**Excerpt:**
New Hampshire lawmakers are taking up a range of bills this month that would reinstate the use of the death penalty in the state, almost seven years after it was repealed. The proposals this year, all sponsored by Republicans, come as the use of capital punishment is on the rise in several other states and as President Trump has pushed for more aggressive use of the death penalty.
While the fate of the bills now under discussion in the State House remains unclear, the debate comes as Gov. Kelly Ayotte — a former attorney general who prosecuted New Hampshire’s last death penalty case — has made clear she wants to return capital punishment to state statutes.
Arguments for and against capital punishment mostly spoke past each other in a series of committee hearings in Concord this week.
“Firmly, I believe — and even as a Catholic who believes that every life is sacred — that the crimes that are being committed here ruin the lives of the victims and the survivors, that we can’t live in a society with those that perpetuate it,” said Rep. Joe Sweeney, House Deputy Majority Leader and a lead sponsor of a bill that would make the rape of children under 13 a capital offense in New Hampshire.
Backers of the death penalty bills, which include a proposal that would allow people convicted of first- or second-degree murder to be sentenced to death, pitched them as reasonable and well-considered. Rep. Seth King of Whitefield told the House’s Criminal Justice Committee that he’d only come to support capital punishment after careful deliberation.
“I was against the death penalty, mainly because I didn't trust the state enough to, you know, convict people fairly, but as I’ve gotten older I now see again the wisdom of it,” King said.
But death penalty supporters were far outnumbered during the bills’ first hearings Wednesday and Thursday, where critics of capital punishment showed up in force.

**Given material:**

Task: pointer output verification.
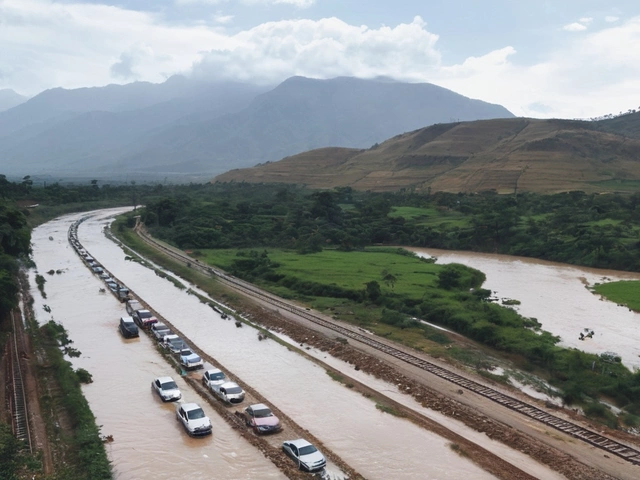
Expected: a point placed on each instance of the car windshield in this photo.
(197, 413)
(306, 450)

**Problem A:**
In the article on New Hampshire's death penalty bills, rewrite the passage starting with "New Hampshire lawmakers" and going on through "Concord this week.", replacing "Concord" with "the state capital".
**Problem B:**
According to the article on New Hampshire's death penalty bills, what office did Gov. Kelly Ayotte hold before becoming governor?
**Problem C:**
Continue the article on New Hampshire's death penalty bills from its last sentence.

**Written answer A:**
New Hampshire lawmakers are taking up a range of bills this month that would reinstate the use of the death penalty in the state, almost seven years after it was repealed. The proposals this year, all sponsored by Republicans, come as the use of capital punishment is on the rise in several other states and as President Trump has pushed for more aggressive use of the death penalty.
While the fate of the bills now under discussion in the State House remains unclear, the debate comes as Gov. Kelly Ayotte — a former attorney general who prosecuted New Hampshire’s last death penalty case — has made clear she wants to return capital punishment to state statutes.
Arguments for and against capital punishment mostly spoke past each other in a series of committee hearings in the state capital this week.

**Written answer B:**
She was the state's attorney general, and she prosecuted New Hampshire's last death penalty case.

**Written answer C:**
“It is murder, period: the state-sanctioned killing of someone,” said Marynia Cushing Page of Exeter, whose father Robert Cushing was murdered by a former policeman in 1988.
In addition to moral arguments against capital punishment, critics emphasized the expense associated with death penalty cases, where legal costs often run into the millions and taxpayers generally foot the bill for prosecutors and defendants alike.
“As our state is trying to desperately balance its budget while addressing the human needs of affordable housing, proper education and the escalating costs affecting medical care, the redirected funds aimed at ending a life would be better spent on those needs,” said Manchester Bishop Peter Libasci.
Paul Hildwin was sentenced to death in Florida for a 1985 killing he didn’t commit, before having his death sentence overturned by DNA evidence nearly three decades later. He recounted the toll that took on him to lawmakers.
“I lost my family, I lost my health. I went in when I was 24. I came out when I was 60,” Hildwin said.
A shift from earlier repeal efforts
If lawmakers move to reinstate the death penalty here — a possibility that felt remote during these initial hearings but may yet happen — it would represent a big shift in the political momentum on an issue that for years has generated passionate debate in Concord.
Lawmakers repealed the death penalty in 2019, overriding a veto by then-Gov Chris Sununu. At the time, New Hampshire was among a number of states that outlawed the practice or limited its use.
New Hampshire’s push to abolish the death penalty came as state and federal courts were limiting the scope for capital punishment. Between 2015 and 2025, five states repealed their capital punishment laws. But according to the National Council of State Legislatures, seven states have since expensed their use of capital punishment.
Arkansas, Tennessee and Idaho have all passed laws allowing for the death penalty in some cases of child rape. Florida, meanwhile, passed five statutes to expand use of the death penalty, including proposals to make some human trafficking offenses, the killing of the head of state or governor, and any murder committed by an illegal immigrant to be punishable by death. Other new policies in that state limit post-conviction appeal rights.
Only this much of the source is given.